Exercises to complete:
(1) Using the text on the Nvidia P4, decide whether each statement below agrees with it: (a) the P4 is designed more for training complex models from scratch than for inference; (b) according to NVTOP, the P4 normally idles around 7 watts; (c) while queries are running, the P4 typically uses about 24 watts. Answer yes or no for each and quote the deciding words of the text.
(2) Write out the text on the Nvidia P4, starting with "Let me know" and going on through "use 50-60 watts.", swapping "queries" for "prompts" wherever it occurs.

Source extract:
################
You’re right to be specific! While the Nvidia P4 is technically an AI-capable GPU, it’s designed more for inference (running pre-trained models) than training complex ones from scratch. Think of it like a powerful calculator for AI, not a research lab.
Here’s a breakdown of what you can realistically expect on an Nvidia P4:
1. Lightweight Models are Your Friend:
- Object Detection: Tiny YOLOv3 variants or lightweight MobileNet-based detectors. Expect lower accuracy than bigger models but fast inference speeds for real-time applications.
- Image Classification: MobileNet V2, Inception v3 (downscaled), SqueezeNet – these are pre-trained and optimized for mobile devices.
2. Frameworks Matter:
- TensorRT : This is Nvidia’s specialized engine for P4. It optimizes your models for performance, even converting them into a more efficient format.
- ONNX Runtime : This open-source runtime supports various AI frameworks, and can be used to run models on the P4 after conversion.
3. Practical Applications:
- Edge Devices: Think smart cameras, embedded systems, or robotics where low power consumption and quick responses are crucial.
- Demo Projects: Great for learning about deployment and seeing how AI works in real-time, even if the accuracy isn’t state-of-the-art.
What You CAN’T Do:
- Train massive neural networks from scratch (think GPT-3 or large image generators). The P4 lacks the memory and compute power.
- Run cutting-edge research models that demand immense resources. Those are best left to specialized cloud GPUs or supercomputers.
Let me know if you have a specific AI task in mind – I might be able to suggest suitable pre-trained models or optimizations for your Nvidia P4 setup!
As a response, I was certainly impressed with it
Power Consumption
Obviously, I am very aware of the power usage on my lab so I thought it was interesting to dig into how this much running chat queries may impact things. According to NVTOP The P4 normally idles around 7 Watts, however, once a model is loaded even if its not running any queries this increases to around 24W this is probably due to the increased memory clock speed.
When queries are running it will typically use 50-60 watts.
Summary
Obviously it’s early days for my experimentation into what is a large and rapidly changing field. But it’s certainly something I will be playing with a lot.
################
Record set:
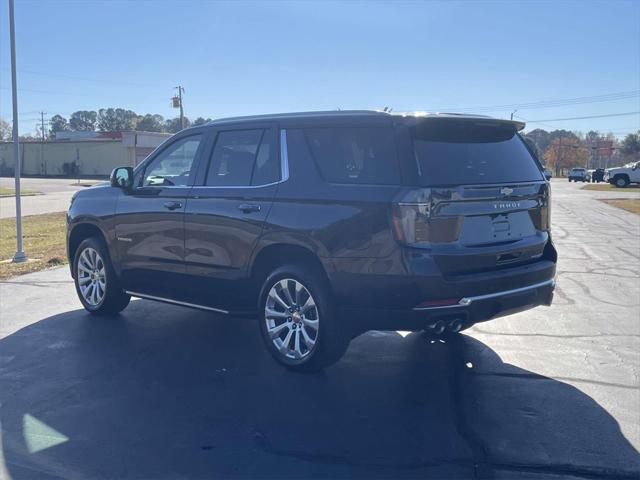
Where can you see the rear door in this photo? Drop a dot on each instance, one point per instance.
(226, 211)
(489, 203)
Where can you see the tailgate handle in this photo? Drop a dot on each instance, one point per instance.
(509, 257)
(248, 208)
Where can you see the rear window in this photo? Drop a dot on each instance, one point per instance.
(451, 152)
(355, 155)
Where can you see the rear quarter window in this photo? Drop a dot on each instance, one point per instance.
(454, 152)
(358, 155)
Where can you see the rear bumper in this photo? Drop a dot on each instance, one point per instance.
(468, 311)
(391, 293)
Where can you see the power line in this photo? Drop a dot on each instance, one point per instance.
(85, 79)
(608, 97)
(584, 118)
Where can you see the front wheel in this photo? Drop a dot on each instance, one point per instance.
(297, 320)
(96, 282)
################
Responses by item number:
(1)
(a) No: "it’s designed more for inference (running pre-trained models) than training complex ones from scratch."
(b) Yes: "According to NVTOP The P4 normally idles around 7 Watts"
(c) No: "When queries are running it will typically use 50-60 watts."

(2)
Let me know if you have a specific AI task in mind – I might be able to suggest suitable pre-trained models or optimizations for your Nvidia P4 setup!
As a response, I was certainly impressed with it
Power Consumption
Obviously, I am very aware of the power usage on my lab so I thought it was interesting to dig into how this much running chat prompts may impact things. According to NVTOP The P4 normally idles around 7 Watts, however, once a model is loaded even if its not running any prompts this increases to around 24W this is probably due to the increased memory clock speed.
When prompts are running it will typically use 50-60 watts.